--- Brief ---
Please copy the listing below, replacing each "Produce" with "Return" and keeping everything else the same. Omit the pictures from your copy.

━━━━━ The records

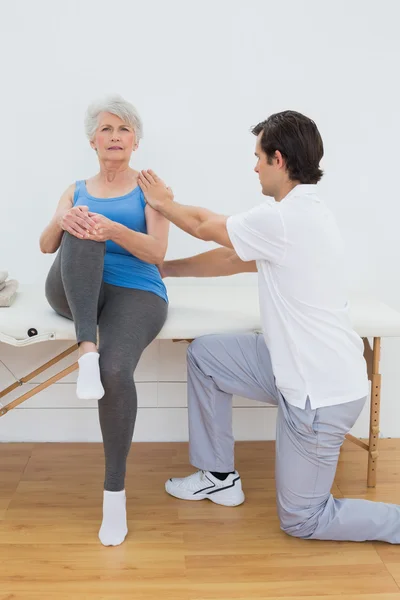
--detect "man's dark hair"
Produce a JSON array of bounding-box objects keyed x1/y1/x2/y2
[{"x1": 252, "y1": 110, "x2": 324, "y2": 183}]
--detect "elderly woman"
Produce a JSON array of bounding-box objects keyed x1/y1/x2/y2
[{"x1": 40, "y1": 96, "x2": 168, "y2": 546}]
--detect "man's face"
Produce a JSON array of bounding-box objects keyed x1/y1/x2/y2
[{"x1": 254, "y1": 131, "x2": 280, "y2": 196}]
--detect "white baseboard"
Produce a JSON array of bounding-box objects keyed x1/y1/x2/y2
[{"x1": 0, "y1": 405, "x2": 368, "y2": 442}]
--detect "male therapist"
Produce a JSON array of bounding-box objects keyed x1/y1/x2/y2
[{"x1": 139, "y1": 111, "x2": 400, "y2": 544}]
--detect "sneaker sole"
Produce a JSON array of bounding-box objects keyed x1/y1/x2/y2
[{"x1": 165, "y1": 480, "x2": 245, "y2": 506}]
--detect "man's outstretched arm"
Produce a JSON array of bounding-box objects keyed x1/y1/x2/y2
[
  {"x1": 160, "y1": 248, "x2": 257, "y2": 277},
  {"x1": 138, "y1": 170, "x2": 233, "y2": 248}
]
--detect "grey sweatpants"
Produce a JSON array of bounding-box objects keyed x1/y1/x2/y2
[
  {"x1": 46, "y1": 233, "x2": 168, "y2": 492},
  {"x1": 188, "y1": 334, "x2": 400, "y2": 544}
]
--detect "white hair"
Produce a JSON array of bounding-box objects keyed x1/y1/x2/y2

━━━━━━━━━━

--- Answer to this exercise ---
--detect "man's dark hair"
Return a JSON array of bounding-box objects keyed x1/y1/x2/y2
[{"x1": 252, "y1": 110, "x2": 324, "y2": 183}]
--detect "elderly woman"
Return a JSON array of bounding-box objects keyed x1/y1/x2/y2
[{"x1": 40, "y1": 96, "x2": 168, "y2": 546}]
--detect "man's face"
Return a JSON array of bounding-box objects keyed x1/y1/x2/y2
[{"x1": 254, "y1": 131, "x2": 280, "y2": 196}]
--detect "white baseboard"
Return a JSON array of bounding-box objects keyed x1/y1/x2/y2
[{"x1": 0, "y1": 405, "x2": 368, "y2": 442}]
--detect "male therapist"
Return a JSON array of bounding-box objects keyed x1/y1/x2/y2
[{"x1": 139, "y1": 111, "x2": 400, "y2": 544}]
--detect "sneaker sole"
Return a JSON array of bounding-box objects keyed x1/y1/x2/y2
[{"x1": 165, "y1": 480, "x2": 245, "y2": 506}]
--detect "man's outstretched arm"
Return a JSON array of bounding-box objects keyed x1/y1/x2/y2
[
  {"x1": 160, "y1": 248, "x2": 257, "y2": 277},
  {"x1": 138, "y1": 170, "x2": 233, "y2": 248}
]
--detect "grey sweatpants"
Return a JSON array of bounding-box objects keyed x1/y1/x2/y2
[
  {"x1": 46, "y1": 233, "x2": 168, "y2": 492},
  {"x1": 188, "y1": 334, "x2": 400, "y2": 544}
]
--detect "white hair"
Return a JSON array of bounding-box objects keyed x1/y1/x2/y2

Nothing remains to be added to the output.